(DOCUMENT TEXT Opens)

The inability of Seattle’s City Council and Mayor Jenny Durkan to collaborate on police reform and solutions to homelessness is deeply troubling.

Seattle is in a precarious situation. Its economic success is less certain, violent crime is increasing, and the pandemic erased slow but steady gains on homelessness.

Progress the Seattle Police Department made under federal oversight over the last decade, and plans new Chief Adrian Diaz has for re-imagining the force, are now overshadowed by serious missteps during recent protests.

Seattle still has tremendous assets. It remains one of the world’s most beautiful and prosperous cities, home to progressive employers and a world-class workforce committed to positive change.

Moving forward demands professionalism and civility among council members and the mayor. It also requires deliberate and inclusive policymaking, informed by all parts of the community, not just special interests.

Here’s a framework to guide this period of critical civic work, which begins in earnest with the 2021 budget deliberations starting this week.

  • Restore safety and civility downtown and in neighborhoods.
  • Restore accountability. That includes accountability for groups that receive money from the city, and elected officials’ accountability for any harm that results if they take money from city programs.
  • Reinvent policing, thoughtfully and carefully.
  • Restoration of jobs, livability and the decimated retail sector.

Unions, particularly the Seattle Police Officers Guild, need to be cooperative partners in this work.

This editorial board will write repeatedly about these themes as Seattle moves toward recovery from the pandemic and economic crisis, and toward a future with a less biased and more equitable criminal justice system.

(DOCUMENT TEXT Closes)

THE PROBLEM
Answer from the Seattle editorial:
1. Who is the new police chief?
2. Which budget deliberations begin this week?
3. Which union is singled out as needing to be a cooperative partner?
The material that comes next has no connection to the Seattle editorial.

(DATA SUPPLIED Opens)

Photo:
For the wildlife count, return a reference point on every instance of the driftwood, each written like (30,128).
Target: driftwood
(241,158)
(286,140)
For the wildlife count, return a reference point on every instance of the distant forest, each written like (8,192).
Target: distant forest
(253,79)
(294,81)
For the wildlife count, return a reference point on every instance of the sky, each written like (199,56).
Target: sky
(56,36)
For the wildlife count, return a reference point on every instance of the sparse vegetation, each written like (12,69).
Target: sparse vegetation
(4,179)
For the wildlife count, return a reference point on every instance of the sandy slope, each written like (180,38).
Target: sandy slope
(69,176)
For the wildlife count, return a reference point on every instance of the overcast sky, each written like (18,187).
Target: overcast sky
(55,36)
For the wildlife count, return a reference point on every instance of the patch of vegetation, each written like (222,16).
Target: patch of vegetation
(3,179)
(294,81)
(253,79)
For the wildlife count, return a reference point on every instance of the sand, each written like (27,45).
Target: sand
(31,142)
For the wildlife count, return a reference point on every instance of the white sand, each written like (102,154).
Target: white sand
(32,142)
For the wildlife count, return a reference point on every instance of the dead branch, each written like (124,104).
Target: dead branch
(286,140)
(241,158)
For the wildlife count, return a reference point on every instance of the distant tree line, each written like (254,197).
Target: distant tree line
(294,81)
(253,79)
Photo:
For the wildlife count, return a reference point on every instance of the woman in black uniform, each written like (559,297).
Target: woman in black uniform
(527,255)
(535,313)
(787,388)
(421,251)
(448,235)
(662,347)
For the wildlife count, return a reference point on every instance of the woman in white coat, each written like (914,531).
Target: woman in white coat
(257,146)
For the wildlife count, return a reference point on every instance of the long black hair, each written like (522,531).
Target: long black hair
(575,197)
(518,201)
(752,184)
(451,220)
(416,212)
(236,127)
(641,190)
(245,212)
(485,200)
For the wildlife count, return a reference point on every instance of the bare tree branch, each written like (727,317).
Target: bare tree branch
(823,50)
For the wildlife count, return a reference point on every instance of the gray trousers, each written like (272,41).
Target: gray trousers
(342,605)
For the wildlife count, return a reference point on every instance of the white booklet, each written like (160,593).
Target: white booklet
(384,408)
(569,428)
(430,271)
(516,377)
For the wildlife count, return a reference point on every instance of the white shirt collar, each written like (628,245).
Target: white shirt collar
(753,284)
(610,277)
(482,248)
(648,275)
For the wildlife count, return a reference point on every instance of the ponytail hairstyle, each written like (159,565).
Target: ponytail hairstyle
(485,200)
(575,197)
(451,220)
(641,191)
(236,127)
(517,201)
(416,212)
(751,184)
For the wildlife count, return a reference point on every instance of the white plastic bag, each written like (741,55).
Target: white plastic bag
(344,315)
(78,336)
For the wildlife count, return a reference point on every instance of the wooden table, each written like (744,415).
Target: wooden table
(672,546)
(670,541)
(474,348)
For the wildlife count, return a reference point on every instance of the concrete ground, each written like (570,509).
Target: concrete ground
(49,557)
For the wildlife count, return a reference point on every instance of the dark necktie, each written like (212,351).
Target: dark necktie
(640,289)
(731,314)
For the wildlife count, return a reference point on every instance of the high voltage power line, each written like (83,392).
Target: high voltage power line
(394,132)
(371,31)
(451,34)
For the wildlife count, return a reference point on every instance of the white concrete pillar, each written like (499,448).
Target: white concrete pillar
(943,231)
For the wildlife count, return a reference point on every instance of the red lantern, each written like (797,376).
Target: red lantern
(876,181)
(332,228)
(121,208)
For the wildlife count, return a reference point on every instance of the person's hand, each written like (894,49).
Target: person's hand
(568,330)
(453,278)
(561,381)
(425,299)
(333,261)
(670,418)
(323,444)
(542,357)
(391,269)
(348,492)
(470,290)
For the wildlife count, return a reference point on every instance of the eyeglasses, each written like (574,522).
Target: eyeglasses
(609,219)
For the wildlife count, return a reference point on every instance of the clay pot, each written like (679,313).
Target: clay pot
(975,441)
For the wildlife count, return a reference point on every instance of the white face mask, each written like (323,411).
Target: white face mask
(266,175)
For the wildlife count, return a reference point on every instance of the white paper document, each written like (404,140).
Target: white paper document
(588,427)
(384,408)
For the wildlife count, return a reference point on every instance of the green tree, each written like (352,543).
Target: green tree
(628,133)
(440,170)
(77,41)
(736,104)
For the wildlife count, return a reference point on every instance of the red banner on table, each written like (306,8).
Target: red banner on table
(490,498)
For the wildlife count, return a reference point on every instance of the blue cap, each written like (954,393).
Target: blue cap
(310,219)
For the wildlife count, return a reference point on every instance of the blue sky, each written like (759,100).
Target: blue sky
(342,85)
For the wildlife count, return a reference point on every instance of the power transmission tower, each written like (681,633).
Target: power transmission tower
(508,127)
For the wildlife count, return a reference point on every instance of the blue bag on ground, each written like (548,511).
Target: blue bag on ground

(DATA SUPPLIED Closes)

SOLUTION TO THE PROBLEM
1. Adrian Diaz
2. The 2021 budget deliberations
3. The Seattle Police Officers Guild